### Your goal
The line containing "Q: Point to one spot on each instance of the weathered" marks where to begin; quote it and every line after it through the end of the data, exactly as written.

--------------------

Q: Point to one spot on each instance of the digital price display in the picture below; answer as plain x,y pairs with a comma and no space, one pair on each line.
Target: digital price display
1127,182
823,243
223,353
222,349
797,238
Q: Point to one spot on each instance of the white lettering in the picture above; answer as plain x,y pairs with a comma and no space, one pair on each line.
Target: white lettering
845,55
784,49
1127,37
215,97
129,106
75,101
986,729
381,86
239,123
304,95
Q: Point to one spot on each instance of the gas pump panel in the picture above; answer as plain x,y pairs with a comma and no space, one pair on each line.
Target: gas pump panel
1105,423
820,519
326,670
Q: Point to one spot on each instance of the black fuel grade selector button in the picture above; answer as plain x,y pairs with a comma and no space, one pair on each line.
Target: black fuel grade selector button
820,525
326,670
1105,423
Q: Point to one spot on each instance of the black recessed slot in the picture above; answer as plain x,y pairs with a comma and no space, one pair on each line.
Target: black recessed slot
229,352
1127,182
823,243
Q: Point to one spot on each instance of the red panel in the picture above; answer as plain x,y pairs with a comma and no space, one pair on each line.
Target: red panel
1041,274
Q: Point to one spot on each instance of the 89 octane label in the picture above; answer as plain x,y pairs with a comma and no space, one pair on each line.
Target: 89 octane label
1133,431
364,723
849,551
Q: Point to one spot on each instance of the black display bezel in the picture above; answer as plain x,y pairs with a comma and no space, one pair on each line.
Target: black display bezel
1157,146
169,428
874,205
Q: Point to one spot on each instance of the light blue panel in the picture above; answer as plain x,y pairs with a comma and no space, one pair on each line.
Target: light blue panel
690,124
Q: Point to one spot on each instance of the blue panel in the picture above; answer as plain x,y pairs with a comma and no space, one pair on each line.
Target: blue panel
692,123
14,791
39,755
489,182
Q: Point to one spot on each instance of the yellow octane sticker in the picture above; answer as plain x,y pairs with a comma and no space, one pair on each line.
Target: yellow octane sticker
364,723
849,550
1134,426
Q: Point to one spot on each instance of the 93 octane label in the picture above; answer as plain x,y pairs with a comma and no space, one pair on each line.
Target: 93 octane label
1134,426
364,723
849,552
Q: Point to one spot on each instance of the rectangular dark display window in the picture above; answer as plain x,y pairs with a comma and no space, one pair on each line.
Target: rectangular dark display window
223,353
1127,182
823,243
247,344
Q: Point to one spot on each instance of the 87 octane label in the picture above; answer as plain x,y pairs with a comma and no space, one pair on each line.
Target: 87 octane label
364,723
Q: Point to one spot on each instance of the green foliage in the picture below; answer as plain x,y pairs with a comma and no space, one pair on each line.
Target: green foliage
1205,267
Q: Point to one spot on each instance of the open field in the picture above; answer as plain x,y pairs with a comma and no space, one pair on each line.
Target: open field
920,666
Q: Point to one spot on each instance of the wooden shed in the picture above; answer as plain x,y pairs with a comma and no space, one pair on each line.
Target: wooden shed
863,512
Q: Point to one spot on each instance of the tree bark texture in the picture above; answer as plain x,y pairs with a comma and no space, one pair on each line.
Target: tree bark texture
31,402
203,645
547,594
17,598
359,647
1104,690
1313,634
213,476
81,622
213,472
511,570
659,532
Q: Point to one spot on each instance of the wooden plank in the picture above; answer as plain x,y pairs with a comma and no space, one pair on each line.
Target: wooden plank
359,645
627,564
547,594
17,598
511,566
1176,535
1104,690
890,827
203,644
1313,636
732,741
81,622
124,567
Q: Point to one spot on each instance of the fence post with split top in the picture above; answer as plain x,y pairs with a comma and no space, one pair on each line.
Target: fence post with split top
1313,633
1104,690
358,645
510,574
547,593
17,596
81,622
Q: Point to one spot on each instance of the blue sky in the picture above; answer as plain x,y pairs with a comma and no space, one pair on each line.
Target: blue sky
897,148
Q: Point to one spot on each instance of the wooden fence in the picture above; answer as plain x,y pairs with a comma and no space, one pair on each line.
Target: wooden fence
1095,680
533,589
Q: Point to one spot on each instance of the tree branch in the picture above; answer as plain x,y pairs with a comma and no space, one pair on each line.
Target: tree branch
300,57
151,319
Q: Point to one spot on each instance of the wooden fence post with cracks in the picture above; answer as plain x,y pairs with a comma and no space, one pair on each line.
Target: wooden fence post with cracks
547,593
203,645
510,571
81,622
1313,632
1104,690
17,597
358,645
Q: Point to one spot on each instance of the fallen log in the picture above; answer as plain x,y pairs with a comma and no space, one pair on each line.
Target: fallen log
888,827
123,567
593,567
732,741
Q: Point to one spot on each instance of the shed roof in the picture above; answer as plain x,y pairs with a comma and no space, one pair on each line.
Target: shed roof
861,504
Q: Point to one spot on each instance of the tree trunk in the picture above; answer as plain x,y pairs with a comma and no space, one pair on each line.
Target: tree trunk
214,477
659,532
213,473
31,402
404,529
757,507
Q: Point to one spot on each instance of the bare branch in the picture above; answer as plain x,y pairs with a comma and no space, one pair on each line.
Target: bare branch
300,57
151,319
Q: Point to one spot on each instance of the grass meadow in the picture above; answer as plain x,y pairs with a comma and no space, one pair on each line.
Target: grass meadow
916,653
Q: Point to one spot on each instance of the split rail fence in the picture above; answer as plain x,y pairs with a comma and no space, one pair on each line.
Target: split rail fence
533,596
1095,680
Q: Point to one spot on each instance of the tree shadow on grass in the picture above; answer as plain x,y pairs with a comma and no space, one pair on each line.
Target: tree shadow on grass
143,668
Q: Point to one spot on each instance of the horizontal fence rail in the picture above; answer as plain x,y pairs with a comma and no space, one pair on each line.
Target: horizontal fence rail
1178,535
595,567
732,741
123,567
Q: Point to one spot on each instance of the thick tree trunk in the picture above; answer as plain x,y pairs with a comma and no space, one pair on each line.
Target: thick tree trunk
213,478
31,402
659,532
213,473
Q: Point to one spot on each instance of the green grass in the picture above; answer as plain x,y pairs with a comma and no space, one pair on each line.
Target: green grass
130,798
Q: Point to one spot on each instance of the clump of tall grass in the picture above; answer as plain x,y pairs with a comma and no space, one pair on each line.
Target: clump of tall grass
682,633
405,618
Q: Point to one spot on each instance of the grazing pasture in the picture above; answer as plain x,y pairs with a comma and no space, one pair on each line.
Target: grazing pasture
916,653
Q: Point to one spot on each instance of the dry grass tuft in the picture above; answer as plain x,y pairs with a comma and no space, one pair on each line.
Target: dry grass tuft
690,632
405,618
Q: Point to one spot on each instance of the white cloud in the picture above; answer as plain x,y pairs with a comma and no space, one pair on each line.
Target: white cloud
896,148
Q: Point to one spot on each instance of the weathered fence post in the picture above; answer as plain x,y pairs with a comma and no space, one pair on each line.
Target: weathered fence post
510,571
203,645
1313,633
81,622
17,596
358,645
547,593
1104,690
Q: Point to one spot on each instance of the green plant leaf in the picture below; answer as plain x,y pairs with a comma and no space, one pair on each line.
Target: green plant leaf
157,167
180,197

--------------------

### Answer to the problem
Q: Point to one spot on each instance of the weathered fence post in the picture above; answer as plain x,y pairs with a comma and no space, one pair on each line.
Target: weathered fence post
510,571
203,645
1313,633
81,622
17,596
358,645
547,593
1104,690
Q: Point to one spot on each instance of the green plant leaf in the picture below; answer as plain x,y pairs with a comma and no space, one pair on each line.
Target: green plant leaf
157,167
180,197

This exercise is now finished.